• [Zu bearbeitende Aufgaben]:
[A] Gib aus dem Textauszug die Passage von „Es liegen viele“ bis einschließlich „Burkina Faso an.“ wortgetreu wieder.
[B] Beantworte anhand des Textauszugs:
(i) Welches Land fängt dort an, wo die Sonne über der Savanne aufgeht?
(ii) Wohin fährt der Bus, auf den am Gare routière gewartet wird?
(iii) Was wird gemeinsam mit Mamadou fürs Dogonland eingekauft?

• [Textauszug]:
Es liegen viele Morgen unter jedem Morgen. Heute ist es das Dogonland.
Ich sehe mich auf dem Dach eines Lehmhauses, auf das ich abends mit einer wackligen Leiter gestiegen bin. Durch einen feinen Staubschleier geht eine große Sonne über der Savanne auf. Dort fängt Burkina Faso an. 

14.1.2005

Ins Dogonland

In Mopti hatte ich große Sehnsucht nach meiner Tochter. Überall werde ich an sie erinnert: Ich sehe sie in der Bozo-Bar unter ihrem großen, schweren Hut vor dem großen Bier nach unserem verrückten Bordell-Besuch – wir waren in ein enges Stundenhotel geraten, dann im Hotel in Sevare lachend in unserem Bett, als sich das Moskitonetz in den Ventialtor verwickelt hat. Ich sehe sie am Frühstückstisch mit meinem Geburtstagsgeschenk, einer dunkelblauen Seidengarnitur, und dann am Gare routière, wo wir schwitzend auf den Bus nach Segou warten. Unser Staunen, unsere Erschöpfung.
Im Internet-Shop finde ich ihre Nachricht, zehn Minuten für eine Antwort, in der ich ihr sage, dass sie mir fehlt.

Gestern fand ich Mopti nur schmutzig, schmutzig, laut und nochmal schmutzig. Wäre am liebsten daran vorbei gleich ins Dogonland, wäre da nicht die ungelesene Message gewesen, und die Kamera, die den Film nicht mehr transportiert, und der Mann. Mamadou. Auf die Gesellschaft der Franzosen habe ich schnell verzichtet, wir besorgen, was für meine Weiterreise nötig ist. Auf einmal sind wir dabei, miteinander einzukaufen: Obst fürs Dogonland. Ich liebe Männer, die mit mir einkaufen, wenn sie in einer Sprache verhandeln, die ich nicht verstehe. Ich genieße es, in Mamadous Mimik zu lesen, die Gestik, den Ton zu erraten, ich genieße dieses rätselhafte Gesicht. Wir teilen uns die Tüten, ich halte mit seinen großen Schritten mit, als gehörte ich zu ihm. Dieser Mann nimmt manchmal meinen Arm, mal meine Hand oder ruft Attention! Mamadou zeigt mir die Straße, wo er den Mofaunfall hatte. Wir müssen aufeinander achten, aufeinander warten, miteinander einkaufen und heimgehen. Zwei Stunden Zusammenleben. Dann verlassen wir Mopti in Richtung Sevare. Die Nacht auf dem Dach neben den Zikaden, zum ersten Mal seit Wochen der Lärm einer Stadt, der nicht aufzulösen ist. In Timbuktu hat sich jedes Auto, jedes Motorrad von allem anderen unterschieden, wenn es kam. Und wenn es verschwand, war da erst einmal nichts.

• [Datenzeilen]:
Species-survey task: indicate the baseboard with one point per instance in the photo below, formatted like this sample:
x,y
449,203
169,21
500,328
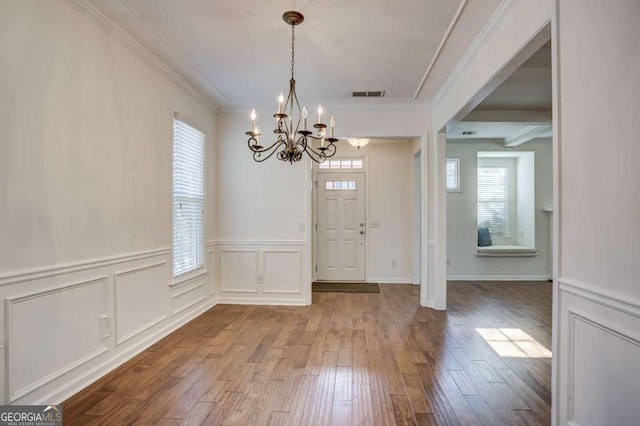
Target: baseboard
x,y
261,301
389,280
497,277
116,361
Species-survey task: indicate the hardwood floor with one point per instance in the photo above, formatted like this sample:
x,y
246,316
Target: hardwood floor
x,y
361,359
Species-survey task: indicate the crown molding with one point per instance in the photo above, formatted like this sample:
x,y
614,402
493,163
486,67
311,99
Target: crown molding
x,y
487,31
197,91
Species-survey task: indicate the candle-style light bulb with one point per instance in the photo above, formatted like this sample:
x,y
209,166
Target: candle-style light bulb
x,y
280,101
253,120
304,118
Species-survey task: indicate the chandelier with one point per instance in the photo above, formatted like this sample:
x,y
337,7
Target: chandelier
x,y
293,139
358,142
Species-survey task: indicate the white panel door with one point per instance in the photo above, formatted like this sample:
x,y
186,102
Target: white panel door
x,y
341,228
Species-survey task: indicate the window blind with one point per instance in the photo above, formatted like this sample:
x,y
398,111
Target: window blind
x,y
493,200
453,174
188,198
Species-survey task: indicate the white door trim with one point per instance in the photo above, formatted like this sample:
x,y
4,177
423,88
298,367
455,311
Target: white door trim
x,y
314,207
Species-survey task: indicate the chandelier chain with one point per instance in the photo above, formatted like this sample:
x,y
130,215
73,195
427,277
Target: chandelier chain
x,y
294,138
293,50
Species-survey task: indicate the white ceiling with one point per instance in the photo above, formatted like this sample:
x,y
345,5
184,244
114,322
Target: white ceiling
x,y
518,110
238,52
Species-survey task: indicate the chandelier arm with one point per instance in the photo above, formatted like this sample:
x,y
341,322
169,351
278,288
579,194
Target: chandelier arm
x,y
257,153
321,154
292,143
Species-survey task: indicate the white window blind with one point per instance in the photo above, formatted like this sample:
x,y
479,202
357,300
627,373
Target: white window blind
x,y
188,198
493,199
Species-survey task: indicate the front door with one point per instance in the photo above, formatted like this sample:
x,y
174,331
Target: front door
x,y
341,227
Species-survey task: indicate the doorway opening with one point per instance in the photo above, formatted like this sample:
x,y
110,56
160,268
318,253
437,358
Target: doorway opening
x,y
364,214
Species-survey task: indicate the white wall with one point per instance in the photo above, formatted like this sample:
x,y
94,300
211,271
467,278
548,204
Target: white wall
x,y
599,204
596,324
389,202
263,206
462,225
85,190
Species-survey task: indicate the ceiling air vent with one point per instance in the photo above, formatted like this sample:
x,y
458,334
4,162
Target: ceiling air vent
x,y
376,94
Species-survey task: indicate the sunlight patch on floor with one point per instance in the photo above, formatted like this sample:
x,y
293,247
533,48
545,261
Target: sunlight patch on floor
x,y
513,343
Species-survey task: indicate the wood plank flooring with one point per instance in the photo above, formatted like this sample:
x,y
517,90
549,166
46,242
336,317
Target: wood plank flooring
x,y
348,359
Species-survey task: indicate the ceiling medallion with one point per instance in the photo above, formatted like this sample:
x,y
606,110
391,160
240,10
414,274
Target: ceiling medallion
x,y
293,136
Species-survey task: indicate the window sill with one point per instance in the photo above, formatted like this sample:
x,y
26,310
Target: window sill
x,y
506,251
189,276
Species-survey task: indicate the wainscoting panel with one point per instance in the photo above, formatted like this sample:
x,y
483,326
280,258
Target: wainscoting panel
x,y
141,299
281,271
49,333
601,357
261,272
188,295
239,270
64,326
211,267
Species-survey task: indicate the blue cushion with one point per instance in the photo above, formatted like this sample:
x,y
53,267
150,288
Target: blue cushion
x,y
484,237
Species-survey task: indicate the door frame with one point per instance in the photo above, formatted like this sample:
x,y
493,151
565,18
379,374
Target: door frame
x,y
314,207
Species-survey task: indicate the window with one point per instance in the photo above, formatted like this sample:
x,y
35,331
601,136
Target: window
x,y
340,185
496,197
188,198
453,174
342,164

• [Lösungen je Aufgabe]:
[A]
Es liegen viele Morgen unter jedem Morgen. Heute ist es das Dogonland.
Ich sehe mich auf dem Dach eines Lehmhauses, auf das ich abends mit einer wackligen Leiter gestiegen bin. Durch einen feinen Staubschleier geht eine große Sonne über der Savanne auf. Dort fängt Burkina Faso an.

[B]
(i) Burkina Faso
(ii) Nach Segou
(iii) Obst